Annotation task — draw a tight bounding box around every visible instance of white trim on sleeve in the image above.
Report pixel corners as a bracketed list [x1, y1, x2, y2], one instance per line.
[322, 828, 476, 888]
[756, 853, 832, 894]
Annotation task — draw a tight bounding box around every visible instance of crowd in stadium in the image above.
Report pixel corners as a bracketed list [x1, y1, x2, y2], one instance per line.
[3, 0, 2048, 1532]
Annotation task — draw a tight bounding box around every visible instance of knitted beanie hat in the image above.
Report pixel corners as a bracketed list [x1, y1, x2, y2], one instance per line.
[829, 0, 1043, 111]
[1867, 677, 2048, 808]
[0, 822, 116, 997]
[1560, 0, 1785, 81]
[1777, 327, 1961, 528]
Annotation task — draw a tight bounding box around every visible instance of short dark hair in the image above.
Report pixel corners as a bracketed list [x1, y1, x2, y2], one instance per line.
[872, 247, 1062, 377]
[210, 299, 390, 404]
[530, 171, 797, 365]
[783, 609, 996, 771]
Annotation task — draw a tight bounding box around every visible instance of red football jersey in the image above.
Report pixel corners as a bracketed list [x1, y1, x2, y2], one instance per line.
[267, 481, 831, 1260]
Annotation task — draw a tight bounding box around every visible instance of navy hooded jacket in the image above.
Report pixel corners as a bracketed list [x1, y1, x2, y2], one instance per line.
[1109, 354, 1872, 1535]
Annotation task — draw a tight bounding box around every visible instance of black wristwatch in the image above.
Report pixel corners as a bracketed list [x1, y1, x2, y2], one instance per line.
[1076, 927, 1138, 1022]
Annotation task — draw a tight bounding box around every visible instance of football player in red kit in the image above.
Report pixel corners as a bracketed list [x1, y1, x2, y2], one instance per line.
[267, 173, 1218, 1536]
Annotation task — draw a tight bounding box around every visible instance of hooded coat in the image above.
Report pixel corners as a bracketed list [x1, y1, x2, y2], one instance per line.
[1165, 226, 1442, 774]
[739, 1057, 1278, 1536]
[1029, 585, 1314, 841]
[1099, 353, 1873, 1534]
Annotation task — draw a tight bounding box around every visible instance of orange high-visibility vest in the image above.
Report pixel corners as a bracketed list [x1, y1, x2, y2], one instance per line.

══════════════════════════════

== What is being asked ==
Without altering a single character, write out every record above.

== Written answer ==
Annotation task — draw a tight bounding box around every visible instance of white trim on sleeve in the image above.
Report pixel corners as a bracketed list [x1, y1, x2, y2], one instance per line.
[322, 828, 476, 888]
[756, 853, 832, 894]
Annotation task — draw a tight bounding box around every visible instance of crowd in stadium in the image above.
Report pixel corners as a bracketed list [x1, y1, x2, y2], one instance per line.
[3, 0, 2048, 1532]
Annotation task — draw a tight bounding box around every visible instance of knitted beanie hat in the image above.
Report pixel corners as a bracketed list [x1, y1, x2, y2], one instance per line.
[829, 0, 1043, 111]
[1867, 677, 2048, 808]
[0, 822, 116, 997]
[1560, 0, 1785, 81]
[1777, 327, 1961, 528]
Annotation task — draw a tight bounding box around every visible instance of short dark hair in the image above.
Report pixel corners as a bracketed list [x1, y1, x2, y2], one instance per line.
[872, 247, 1062, 377]
[210, 299, 390, 404]
[530, 171, 797, 365]
[783, 609, 996, 771]
Annotation task — draw a tight bounding box around every visible instance of red football jersey in the image above.
Report pixel corners as a bracketed list [x1, y1, x2, y2], one instance per line.
[267, 481, 831, 1260]
Annotation task — draw a tight bounding box around every visible instance of navy hooded jacket in the image above.
Report pixel corners as a bracketed list [x1, y1, x2, y2], one instance per line.
[1109, 354, 1872, 1535]
Annotation task — draw a tight bounding box around every visible instance of black wristwatch in the image above.
Report pixel corners as a bracketed list [x1, y1, x2, y2], one instance per line.
[1076, 927, 1138, 1022]
Annotation task — draw a tight bounding box around every visible instance of football player in red kit in the image above.
Report pixel corners as a bracketed list [x1, y1, x2, y2], one instance per line.
[267, 173, 1218, 1536]
Annotation task — draw a tight bounding box around every visible instance of hooded coat in the image above.
Report pixel corners as a bracketed list [x1, y1, x2, y2], one instance per line.
[1165, 226, 1442, 774]
[739, 1057, 1278, 1536]
[1029, 585, 1314, 841]
[1099, 353, 1873, 1534]
Annotation task — draw a tight bounding box around every visible instance of orange high-visibility vest in the image above.
Report pixel corners as a bracketed list [x1, y1, x2, y2], one instance per line.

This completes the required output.